• _Extracted data_:
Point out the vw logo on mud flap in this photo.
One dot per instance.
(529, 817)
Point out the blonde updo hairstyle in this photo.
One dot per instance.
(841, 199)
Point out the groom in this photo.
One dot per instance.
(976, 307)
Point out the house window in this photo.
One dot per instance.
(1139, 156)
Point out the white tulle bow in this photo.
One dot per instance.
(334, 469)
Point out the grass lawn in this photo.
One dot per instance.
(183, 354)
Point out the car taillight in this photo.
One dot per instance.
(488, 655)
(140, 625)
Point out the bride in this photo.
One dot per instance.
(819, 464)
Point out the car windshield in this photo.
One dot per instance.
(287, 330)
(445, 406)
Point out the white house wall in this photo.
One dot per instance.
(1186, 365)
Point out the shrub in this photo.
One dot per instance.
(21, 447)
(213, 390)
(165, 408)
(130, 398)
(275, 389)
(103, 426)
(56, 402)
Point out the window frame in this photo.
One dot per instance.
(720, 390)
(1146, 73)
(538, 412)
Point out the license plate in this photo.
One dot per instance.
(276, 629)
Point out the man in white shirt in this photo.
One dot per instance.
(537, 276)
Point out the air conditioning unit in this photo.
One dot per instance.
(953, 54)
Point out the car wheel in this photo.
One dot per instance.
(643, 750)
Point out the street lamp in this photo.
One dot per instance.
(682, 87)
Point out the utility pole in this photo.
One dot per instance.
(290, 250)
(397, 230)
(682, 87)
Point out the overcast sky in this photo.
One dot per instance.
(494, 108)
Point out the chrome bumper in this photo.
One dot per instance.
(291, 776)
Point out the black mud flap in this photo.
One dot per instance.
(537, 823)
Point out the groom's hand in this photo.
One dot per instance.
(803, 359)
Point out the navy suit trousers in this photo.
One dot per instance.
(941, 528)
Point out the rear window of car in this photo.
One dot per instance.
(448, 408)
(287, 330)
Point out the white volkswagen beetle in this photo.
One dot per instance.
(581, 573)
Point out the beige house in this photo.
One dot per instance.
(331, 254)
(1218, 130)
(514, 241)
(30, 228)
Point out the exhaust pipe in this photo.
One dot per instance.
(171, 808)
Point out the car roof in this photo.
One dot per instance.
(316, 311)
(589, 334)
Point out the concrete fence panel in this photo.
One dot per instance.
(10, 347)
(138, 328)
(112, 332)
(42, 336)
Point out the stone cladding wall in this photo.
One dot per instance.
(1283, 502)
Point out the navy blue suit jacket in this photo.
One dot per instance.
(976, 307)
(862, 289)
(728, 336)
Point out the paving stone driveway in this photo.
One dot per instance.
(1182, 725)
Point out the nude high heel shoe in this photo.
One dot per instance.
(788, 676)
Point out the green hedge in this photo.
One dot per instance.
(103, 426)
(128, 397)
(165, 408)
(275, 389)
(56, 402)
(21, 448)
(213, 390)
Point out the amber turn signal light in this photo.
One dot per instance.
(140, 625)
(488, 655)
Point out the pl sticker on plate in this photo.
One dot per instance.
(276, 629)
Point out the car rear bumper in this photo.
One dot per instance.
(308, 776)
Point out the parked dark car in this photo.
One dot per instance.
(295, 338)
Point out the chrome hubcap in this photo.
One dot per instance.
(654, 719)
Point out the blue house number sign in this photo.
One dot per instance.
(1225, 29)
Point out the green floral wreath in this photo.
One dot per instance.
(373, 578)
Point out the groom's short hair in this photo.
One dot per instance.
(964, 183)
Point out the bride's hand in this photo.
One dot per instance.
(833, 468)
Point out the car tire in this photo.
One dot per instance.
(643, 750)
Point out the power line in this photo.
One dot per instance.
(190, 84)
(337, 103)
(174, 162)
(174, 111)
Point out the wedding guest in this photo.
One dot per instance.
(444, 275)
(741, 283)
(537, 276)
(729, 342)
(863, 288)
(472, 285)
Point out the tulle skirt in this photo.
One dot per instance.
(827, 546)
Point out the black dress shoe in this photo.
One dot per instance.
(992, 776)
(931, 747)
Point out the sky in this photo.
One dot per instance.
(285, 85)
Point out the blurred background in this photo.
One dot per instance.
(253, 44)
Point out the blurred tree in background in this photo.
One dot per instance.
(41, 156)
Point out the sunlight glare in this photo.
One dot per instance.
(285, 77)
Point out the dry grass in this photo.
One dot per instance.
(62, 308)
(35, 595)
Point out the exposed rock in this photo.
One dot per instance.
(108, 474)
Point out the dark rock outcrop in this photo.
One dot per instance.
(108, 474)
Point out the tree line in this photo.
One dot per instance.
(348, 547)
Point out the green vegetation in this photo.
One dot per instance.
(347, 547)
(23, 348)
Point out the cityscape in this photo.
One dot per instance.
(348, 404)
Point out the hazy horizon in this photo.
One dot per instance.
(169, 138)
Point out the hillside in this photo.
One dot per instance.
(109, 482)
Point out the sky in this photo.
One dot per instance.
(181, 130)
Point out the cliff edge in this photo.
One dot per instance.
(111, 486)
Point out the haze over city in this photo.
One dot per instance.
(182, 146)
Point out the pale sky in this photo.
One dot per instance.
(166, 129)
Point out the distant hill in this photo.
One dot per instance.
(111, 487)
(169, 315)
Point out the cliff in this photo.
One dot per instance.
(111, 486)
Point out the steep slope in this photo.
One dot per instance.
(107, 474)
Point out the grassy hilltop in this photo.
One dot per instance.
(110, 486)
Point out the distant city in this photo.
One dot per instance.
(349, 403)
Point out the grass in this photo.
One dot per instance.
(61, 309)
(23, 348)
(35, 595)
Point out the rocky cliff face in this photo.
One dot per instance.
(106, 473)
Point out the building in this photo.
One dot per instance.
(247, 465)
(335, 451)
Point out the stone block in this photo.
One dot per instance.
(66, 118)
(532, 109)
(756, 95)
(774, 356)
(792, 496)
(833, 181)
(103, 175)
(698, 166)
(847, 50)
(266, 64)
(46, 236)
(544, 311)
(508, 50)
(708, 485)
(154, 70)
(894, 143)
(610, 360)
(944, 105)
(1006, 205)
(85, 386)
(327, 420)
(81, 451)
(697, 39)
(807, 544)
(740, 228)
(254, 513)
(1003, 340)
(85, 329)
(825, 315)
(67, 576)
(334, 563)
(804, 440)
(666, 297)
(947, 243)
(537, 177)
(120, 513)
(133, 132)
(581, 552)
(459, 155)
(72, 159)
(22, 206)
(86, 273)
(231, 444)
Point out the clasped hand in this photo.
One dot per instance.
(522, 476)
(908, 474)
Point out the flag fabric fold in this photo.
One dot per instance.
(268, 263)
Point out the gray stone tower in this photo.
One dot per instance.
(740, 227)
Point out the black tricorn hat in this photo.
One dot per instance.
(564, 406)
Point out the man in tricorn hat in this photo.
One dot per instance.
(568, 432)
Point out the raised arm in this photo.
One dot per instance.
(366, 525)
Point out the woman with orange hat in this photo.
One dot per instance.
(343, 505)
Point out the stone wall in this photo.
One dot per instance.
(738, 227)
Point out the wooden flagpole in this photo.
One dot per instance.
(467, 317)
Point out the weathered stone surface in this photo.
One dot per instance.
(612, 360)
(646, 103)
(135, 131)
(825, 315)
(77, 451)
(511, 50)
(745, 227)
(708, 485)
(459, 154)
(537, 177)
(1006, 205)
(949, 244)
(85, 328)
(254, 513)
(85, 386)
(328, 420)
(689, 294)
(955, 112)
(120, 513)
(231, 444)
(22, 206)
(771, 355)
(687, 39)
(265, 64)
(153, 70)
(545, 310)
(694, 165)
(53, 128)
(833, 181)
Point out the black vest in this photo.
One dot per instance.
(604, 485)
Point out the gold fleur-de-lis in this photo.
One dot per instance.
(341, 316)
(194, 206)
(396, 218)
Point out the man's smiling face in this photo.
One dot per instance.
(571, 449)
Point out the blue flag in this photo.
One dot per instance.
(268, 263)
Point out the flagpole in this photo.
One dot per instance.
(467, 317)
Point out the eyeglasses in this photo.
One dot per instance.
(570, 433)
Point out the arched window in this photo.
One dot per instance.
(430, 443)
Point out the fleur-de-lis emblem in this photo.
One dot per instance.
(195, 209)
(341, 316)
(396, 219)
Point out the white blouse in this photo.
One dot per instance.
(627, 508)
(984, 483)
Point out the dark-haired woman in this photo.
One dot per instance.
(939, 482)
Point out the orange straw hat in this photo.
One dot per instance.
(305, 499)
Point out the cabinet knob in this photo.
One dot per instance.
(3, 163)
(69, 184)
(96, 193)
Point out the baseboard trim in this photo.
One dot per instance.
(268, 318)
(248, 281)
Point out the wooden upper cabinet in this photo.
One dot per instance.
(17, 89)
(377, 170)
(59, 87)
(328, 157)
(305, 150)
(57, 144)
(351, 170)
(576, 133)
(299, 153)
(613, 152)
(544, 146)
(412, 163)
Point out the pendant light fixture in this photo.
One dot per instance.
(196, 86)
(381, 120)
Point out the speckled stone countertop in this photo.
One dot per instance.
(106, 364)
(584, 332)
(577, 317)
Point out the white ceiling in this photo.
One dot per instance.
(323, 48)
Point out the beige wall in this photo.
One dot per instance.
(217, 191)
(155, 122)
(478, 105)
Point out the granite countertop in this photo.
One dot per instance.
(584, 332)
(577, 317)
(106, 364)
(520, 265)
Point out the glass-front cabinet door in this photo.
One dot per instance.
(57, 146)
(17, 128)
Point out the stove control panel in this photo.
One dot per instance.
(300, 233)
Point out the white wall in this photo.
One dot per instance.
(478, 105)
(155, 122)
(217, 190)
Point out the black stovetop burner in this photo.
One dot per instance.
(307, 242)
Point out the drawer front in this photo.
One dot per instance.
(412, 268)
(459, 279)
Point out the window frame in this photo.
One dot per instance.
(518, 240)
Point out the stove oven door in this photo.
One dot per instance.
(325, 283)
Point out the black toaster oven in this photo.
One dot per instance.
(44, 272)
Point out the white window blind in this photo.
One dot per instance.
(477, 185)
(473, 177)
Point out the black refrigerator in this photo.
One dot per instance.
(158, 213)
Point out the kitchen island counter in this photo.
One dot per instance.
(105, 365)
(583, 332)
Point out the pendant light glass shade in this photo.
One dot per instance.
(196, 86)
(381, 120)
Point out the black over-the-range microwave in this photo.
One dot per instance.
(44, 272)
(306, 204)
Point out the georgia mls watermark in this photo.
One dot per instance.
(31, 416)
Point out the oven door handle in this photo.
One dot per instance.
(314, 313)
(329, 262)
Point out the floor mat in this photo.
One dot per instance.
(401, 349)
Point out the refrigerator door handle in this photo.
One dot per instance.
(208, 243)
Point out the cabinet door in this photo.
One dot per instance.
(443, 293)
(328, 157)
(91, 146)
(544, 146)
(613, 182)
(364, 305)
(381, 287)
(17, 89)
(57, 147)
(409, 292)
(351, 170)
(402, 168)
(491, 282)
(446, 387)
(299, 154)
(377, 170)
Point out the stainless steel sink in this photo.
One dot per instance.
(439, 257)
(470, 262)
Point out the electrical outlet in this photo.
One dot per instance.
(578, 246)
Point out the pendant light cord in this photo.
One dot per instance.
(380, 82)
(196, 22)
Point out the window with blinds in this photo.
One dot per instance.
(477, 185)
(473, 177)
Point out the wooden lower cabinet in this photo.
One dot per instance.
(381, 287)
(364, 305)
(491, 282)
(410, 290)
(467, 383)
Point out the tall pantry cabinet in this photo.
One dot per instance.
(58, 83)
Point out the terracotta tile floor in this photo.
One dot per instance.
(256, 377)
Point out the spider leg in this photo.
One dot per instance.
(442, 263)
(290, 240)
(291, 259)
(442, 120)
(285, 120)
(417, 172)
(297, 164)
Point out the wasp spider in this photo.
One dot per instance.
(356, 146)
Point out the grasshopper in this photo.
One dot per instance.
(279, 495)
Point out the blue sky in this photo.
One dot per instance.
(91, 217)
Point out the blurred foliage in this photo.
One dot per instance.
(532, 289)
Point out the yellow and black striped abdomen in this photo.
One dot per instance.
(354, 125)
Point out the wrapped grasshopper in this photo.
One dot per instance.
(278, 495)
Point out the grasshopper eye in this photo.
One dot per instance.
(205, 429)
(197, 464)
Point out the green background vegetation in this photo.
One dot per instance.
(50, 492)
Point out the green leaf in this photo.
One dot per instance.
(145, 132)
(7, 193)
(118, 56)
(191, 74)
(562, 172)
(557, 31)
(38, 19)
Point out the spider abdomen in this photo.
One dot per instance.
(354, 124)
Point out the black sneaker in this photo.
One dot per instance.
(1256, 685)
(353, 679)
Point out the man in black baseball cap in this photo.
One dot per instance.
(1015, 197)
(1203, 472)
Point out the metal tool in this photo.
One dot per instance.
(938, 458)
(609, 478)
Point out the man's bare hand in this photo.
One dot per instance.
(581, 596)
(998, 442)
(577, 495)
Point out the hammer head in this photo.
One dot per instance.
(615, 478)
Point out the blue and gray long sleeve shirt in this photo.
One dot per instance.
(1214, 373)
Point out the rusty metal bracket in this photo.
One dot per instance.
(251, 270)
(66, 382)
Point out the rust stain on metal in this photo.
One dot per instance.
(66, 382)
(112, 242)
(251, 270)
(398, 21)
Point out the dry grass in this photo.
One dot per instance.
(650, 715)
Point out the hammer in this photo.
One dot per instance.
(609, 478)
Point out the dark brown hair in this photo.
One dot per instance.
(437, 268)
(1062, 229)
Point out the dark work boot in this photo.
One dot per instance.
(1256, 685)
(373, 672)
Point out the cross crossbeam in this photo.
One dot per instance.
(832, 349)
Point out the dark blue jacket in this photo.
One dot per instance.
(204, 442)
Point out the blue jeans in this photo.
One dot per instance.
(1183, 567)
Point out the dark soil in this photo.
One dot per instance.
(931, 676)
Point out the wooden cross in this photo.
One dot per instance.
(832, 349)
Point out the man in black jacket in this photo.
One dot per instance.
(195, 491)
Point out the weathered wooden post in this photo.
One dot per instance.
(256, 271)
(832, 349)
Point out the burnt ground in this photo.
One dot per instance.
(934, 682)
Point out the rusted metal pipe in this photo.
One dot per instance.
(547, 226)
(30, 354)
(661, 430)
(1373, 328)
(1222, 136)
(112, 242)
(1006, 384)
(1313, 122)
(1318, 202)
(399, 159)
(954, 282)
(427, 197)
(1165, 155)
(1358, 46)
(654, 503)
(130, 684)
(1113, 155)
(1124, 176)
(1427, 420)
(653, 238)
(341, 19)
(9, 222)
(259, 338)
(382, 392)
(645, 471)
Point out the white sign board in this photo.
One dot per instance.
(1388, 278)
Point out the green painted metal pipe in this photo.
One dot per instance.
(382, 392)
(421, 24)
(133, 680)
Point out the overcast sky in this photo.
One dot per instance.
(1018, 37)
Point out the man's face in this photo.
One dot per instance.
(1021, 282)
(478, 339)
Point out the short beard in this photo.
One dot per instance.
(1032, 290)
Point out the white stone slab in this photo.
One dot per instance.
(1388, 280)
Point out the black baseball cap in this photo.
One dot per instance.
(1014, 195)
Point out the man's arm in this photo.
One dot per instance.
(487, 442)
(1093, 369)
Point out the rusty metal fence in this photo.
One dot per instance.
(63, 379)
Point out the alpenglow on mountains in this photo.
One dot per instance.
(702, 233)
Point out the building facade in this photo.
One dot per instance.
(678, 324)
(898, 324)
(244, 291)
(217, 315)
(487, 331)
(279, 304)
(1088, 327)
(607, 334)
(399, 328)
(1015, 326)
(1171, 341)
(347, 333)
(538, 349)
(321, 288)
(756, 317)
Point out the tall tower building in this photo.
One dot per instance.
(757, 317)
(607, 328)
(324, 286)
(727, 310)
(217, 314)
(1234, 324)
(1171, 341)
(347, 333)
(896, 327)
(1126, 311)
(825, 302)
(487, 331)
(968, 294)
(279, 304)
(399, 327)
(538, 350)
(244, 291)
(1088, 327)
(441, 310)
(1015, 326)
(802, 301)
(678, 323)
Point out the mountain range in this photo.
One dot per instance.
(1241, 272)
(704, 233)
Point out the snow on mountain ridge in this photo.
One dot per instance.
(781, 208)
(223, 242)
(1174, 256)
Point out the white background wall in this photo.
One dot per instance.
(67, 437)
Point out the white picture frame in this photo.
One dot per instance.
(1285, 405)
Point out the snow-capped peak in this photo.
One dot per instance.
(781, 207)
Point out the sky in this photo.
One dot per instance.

• _Exercise instructions_:
Retype nothing except the lines from the line holding "Point out the man's arm in this photo." through the last line of the entries, both included.

• _Exercise output_:
Point out the man's arm in this photo.
One dot per instance.
(487, 442)
(1093, 369)
Point out the rusty metal fence in this photo.
One dot per instance.
(63, 379)
Point out the alpenglow on mountains in this photo.
One dot per instance.
(702, 233)
Point out the building facade in this photo.
One dot per instance.
(678, 324)
(898, 324)
(244, 291)
(217, 315)
(487, 331)
(279, 304)
(1088, 327)
(607, 334)
(399, 328)
(1015, 326)
(1171, 341)
(347, 333)
(538, 349)
(321, 288)
(756, 317)
Point out the tall tower building in this photo.
One dot per instance.
(757, 317)
(607, 328)
(324, 286)
(727, 310)
(217, 314)
(1234, 324)
(1171, 341)
(347, 333)
(896, 327)
(1126, 311)
(825, 302)
(487, 331)
(968, 294)
(279, 304)
(399, 327)
(538, 350)
(244, 291)
(1088, 327)
(441, 310)
(1015, 326)
(802, 301)
(678, 323)
Point out the mountain range in this photo.
One dot per instance.
(1241, 272)
(704, 233)
Point out the snow on mountain ridge in this photo.
One dot per instance.
(781, 208)
(223, 242)
(1174, 256)
Point out the white background wall in this photo.
One dot per instance.
(67, 437)
Point out the white picture frame in this photo.
One dot per instance.
(1285, 405)
Point out the snow-capped peak in this photo.
One dot per instance.
(781, 207)
Point out the sky in this photo.
One dot per instance.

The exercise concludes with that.